- Set of tasks
a: Do the following statements agree with the excerpt on new infrastructure? For each, answer yes or no and quote the deciding words of the excerpt. (i) Developers should be denied SSH access to machines if the operations team restricts it. (ii) Adding a new component to an application adds a new point of failure. (iii) Early adopters of a new tool benefit from existing knowledge.
b: Which components does the excerpt on new infrastructure name as examples of additions that can and will fail? List all of them.
c: Repeat the part of the excerpt on new infrastructure starting with "By the way, if" and going on through "to developers. Period.".

- Source excerpt

By the way, if your operations team restricts SSH access to machines for developers, fix that. Developers need to be able to analyze and fix incidents just like the operations folks do. There’s no valid point in denying SSH access to developers. Period.

Introduce New Infrastructure Carefully

Whenever you add a new component, a new feature to an application, you add a new point of failure. Be it a background task scheduler, a messaging queue, an image processing chain or asynchronous mail delivery, it can and it will fail.

It’s always tempting to add shiny new tools to the mix. Developers are prone to trying out new tools even though they’ve not yet fully proven themselves in production, or experience running them is still sparse. It’s a good thing in one way, because without people daring to use new tools everyone else won’t be able to learn from their experiences (you do share those experiences, do you?).

But on the other hand, you’ll live the curse of the early adopter. Instead of benefiting from existing knowledge, you’re the one bringing the knowledge into existence. You’ll experience all the bugs that are still lurking in the darker corners of that shiny new database or message queue system. You’ll spend time developing tools and libraries to work with the new stuff, time you could just as well be spending working on generating new business value by using existing tools that do the job similarly well. If you do decide for a new tool, be prepared to degrade back to other tools in the case of failure.

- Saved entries
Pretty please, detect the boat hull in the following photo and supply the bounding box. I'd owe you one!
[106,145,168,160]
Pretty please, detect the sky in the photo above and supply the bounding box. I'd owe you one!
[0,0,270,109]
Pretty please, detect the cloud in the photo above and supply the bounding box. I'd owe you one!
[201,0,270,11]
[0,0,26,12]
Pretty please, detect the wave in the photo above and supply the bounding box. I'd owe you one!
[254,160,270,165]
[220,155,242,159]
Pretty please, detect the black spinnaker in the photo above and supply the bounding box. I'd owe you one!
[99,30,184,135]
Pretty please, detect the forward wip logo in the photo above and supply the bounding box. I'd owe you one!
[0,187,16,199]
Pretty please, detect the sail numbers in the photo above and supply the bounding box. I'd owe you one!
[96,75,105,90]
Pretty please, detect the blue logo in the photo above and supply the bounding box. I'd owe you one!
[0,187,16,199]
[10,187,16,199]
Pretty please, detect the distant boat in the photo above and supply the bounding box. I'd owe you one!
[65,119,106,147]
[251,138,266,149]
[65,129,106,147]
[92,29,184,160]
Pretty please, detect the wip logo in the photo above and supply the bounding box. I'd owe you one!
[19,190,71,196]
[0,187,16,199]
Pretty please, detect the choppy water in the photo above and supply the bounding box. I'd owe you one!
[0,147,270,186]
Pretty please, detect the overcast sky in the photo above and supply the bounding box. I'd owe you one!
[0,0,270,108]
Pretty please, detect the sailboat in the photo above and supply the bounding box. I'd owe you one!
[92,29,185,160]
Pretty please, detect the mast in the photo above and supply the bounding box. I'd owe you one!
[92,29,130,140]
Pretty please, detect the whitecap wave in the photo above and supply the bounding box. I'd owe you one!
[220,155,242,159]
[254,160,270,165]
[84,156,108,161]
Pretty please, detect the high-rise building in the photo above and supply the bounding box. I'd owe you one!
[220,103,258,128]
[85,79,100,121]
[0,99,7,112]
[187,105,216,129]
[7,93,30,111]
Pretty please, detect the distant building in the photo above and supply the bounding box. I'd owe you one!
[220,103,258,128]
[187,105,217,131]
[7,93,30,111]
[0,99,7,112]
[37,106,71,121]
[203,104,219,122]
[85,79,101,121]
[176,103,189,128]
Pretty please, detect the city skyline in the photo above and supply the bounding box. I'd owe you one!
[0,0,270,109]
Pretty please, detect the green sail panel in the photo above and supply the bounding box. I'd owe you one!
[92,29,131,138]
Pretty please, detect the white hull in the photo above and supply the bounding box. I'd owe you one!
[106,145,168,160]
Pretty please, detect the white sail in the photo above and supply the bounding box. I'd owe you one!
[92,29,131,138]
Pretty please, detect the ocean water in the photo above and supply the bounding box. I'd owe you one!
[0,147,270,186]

- Outputs for the tasks
a:
(i) No: "There’s no valid point in denying SSH access to developers."
(ii) Yes: "Whenever you add a new component, a new feature to an application, you add a new point of failure."
(iii) No: "Instead of benefiting from existing knowledge, you’re the one bringing the knowledge into existence."

b:
- a background task scheduler
- a messaging queue
- an image processing chain
- asynchronous mail delivery

c:
By the way, if your operations team restricts SSH access to machines for developers, fix that. Developers need to be able to analyze and fix incidents just like the operations folks do. There’s no valid point in denying SSH access to developers. Period.